• What you have to do: List every line number that craig.topper commented on in the inline comments dated Jul 26 2022, 9:16 AM in the review thread.

• Page extract:
Lookup needs a sextOrTrunc to the target's pointer type.

craig.topper added inline comments.Jul 25 2022, 10:18 AM
llvm/lib/CodeGen/SelectionDAG/TargetLowering.cpp
7972

What does Lshr mean? shr is usually "shift right", and lshr is logical shift right. But here L means left? But that means I don't know what shr means.

Fix review comments.

gsocshubham added inline comments.Jul 26 2022, 6:21 AM
llvm/lib/CodeGen/SelectionDAG/TargetLowering.cpp
7795

Done.

7829

Created a load using getZExtOrTrunc. If type is illegal then I am returning getExtLoad(ISD::ZEXTLOAD....

Let me know your suggestions on above.

7853

Updated to shl().

7968

Updated accordingly.

7972

It was a typo in naming. I have updated it accordingly.

7978

Done.

7986

I have created a new variable TargetLookup using sextOrTrunc().

gsocshubham added inline comments.Jul 26 2022, 6:30 AM
llvm/lib/CodeGen/SelectionDAG/TargetLowering.cpp
8025

Can you point me to target and test where above scenario occurs? I will update it accordingly.

craig.topper added inline comments.Jul 26 2022, 9:16 AM
llvm/lib/CodeGen/SelectionDAG/TargetLowering.cpp
7970

You overwrite Lookup here instead of creating TargetLookup.

7983

The ConstantDataArray is an array of bytes, but the alignment here is based on VT. Should be MVT::i8

7986

The data in the array is only 8-bits. The load type shouldn't be VT.

7990

NewVT is the same as VT.

7994

ZExtOrTrunc and Load are unused if this else is taken. We shouldn't create dead nodes if it can be avoided.

• Information given:
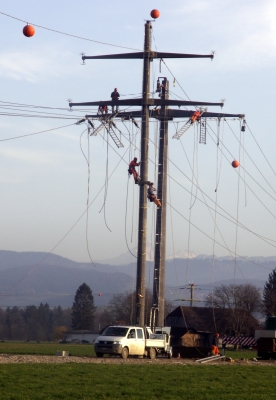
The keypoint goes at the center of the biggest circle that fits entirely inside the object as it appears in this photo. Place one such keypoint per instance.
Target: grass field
(10, 347)
(47, 349)
(98, 381)
(149, 381)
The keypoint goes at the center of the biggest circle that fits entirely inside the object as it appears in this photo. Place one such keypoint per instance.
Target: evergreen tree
(83, 309)
(269, 294)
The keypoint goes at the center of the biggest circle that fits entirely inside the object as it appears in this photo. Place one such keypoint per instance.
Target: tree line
(245, 303)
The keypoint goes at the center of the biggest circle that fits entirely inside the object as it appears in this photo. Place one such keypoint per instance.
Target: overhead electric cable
(68, 34)
(61, 240)
(36, 133)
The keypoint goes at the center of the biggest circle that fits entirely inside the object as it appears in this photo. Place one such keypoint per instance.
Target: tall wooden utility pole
(165, 114)
(158, 306)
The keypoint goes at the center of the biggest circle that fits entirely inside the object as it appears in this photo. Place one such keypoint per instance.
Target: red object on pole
(28, 30)
(155, 14)
(235, 164)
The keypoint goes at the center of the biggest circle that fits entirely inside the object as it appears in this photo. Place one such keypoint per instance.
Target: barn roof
(199, 319)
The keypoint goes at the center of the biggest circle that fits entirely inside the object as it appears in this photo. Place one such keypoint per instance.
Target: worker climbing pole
(164, 114)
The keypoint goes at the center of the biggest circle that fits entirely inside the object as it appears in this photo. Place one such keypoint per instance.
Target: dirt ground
(31, 359)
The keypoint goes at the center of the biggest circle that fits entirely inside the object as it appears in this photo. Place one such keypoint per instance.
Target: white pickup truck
(127, 341)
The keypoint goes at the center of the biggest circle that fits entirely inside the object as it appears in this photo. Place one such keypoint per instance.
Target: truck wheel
(125, 353)
(152, 353)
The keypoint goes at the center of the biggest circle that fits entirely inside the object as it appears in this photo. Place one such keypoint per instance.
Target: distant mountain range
(31, 277)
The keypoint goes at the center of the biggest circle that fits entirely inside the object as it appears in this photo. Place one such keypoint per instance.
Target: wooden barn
(193, 330)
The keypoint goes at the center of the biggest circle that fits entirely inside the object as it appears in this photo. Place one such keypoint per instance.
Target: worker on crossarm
(103, 109)
(151, 195)
(115, 97)
(196, 115)
(132, 170)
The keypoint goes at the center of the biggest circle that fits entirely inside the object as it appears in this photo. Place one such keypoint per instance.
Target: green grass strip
(98, 381)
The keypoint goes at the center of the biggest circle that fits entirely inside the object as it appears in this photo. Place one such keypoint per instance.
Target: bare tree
(269, 295)
(244, 301)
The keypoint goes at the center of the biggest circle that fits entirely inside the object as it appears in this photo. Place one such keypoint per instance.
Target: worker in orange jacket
(196, 115)
(132, 170)
(115, 97)
(151, 195)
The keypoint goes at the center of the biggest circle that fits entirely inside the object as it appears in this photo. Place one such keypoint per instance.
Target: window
(140, 333)
(131, 334)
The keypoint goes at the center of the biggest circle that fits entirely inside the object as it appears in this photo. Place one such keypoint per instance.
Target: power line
(68, 34)
(35, 133)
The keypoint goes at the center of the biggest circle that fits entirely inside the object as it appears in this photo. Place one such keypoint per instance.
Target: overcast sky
(44, 177)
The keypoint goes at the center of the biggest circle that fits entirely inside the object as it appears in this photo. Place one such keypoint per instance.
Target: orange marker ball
(28, 30)
(155, 14)
(235, 164)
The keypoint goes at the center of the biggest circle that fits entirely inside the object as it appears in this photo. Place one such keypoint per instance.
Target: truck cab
(127, 341)
(121, 340)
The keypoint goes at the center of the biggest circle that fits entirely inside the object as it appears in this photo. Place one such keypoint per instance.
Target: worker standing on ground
(151, 195)
(132, 170)
(215, 350)
(115, 97)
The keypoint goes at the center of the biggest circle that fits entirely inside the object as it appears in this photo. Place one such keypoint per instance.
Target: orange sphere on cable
(235, 164)
(155, 14)
(29, 30)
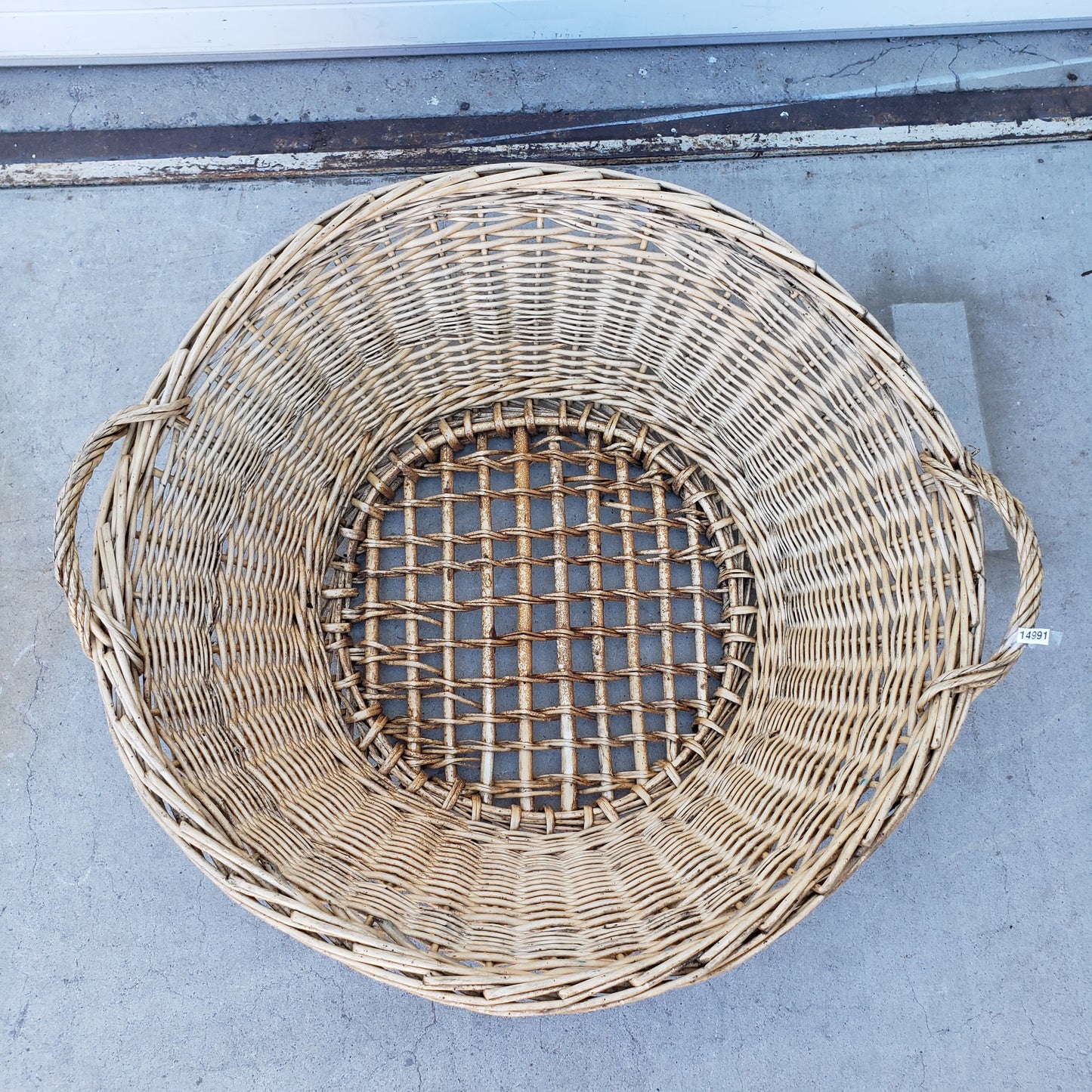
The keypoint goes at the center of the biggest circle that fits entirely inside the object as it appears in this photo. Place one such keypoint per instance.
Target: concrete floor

• Correct answer: 7970, 7983, 7986, 7990, 7994